▶ _VORLIEGENDER TEXT_:
▼

Hobbyfahrer erhalten die Möglichkeit, sich in ihren jeweiligen Altersklassen zu messen. Werdohler oder Starter, die einem Werdohler Verein angehören, fahren um den Titel des Stadtmeisters, Lizenzfahrer starten außer Konkurrenz in eigener Wertungsklasse. Wie schon in den Jahren zuvor besteht bei den Verantwortlichen der Radsportabteilung großes Interesse darin, durch Einrichtung einer gesonderten Handicapwertung auch den Behindertensport zu würdigen. Pokale, Medaillen, Urkunden sowie hochwertige Sachpreise gehen an die jeweilig drei Platzierten in den ausgeschriebenen Klassen. Bei Voranmeldung erhalten alle Teilnehmer ein Starterpaket.

▲

▶ _ARBEITSAUFTRAG A_: Übertragen Sie den Satz „Bei Voranmeldung erhalten alle Teilnehmer ein Starterpaket.“ aus dem vorliegenden Text ins Englische.

▶ _GEGEBENE DATEN_:
▼

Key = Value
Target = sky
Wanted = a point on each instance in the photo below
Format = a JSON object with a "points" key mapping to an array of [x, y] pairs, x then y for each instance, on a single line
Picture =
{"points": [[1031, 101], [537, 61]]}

▲

▶ _ARBEITSAUFTRAG B_: Bearbeiten Sie die Datensätze, indem Sie sie vollständig erneut wiedergeben und dabei „sky“ durch „clouds“ ersetzen. Alles Übrige bleibt unverändert.

▶ _VOLLSTÄNDIGE ANTWORT A_: With advance registration, all participants receive a starter pack.

▶ _VOLLSTÄNDIGE ANTWORT B_:
Key = Value
Target = clouds
Wanted = a point on each instance in the photo below
Format = a JSON object with a "points" key mapping to an array of [x, y] pairs, x then y for each instance, on a single line
Picture =
{"points": [[1031, 101], [537, 61]]}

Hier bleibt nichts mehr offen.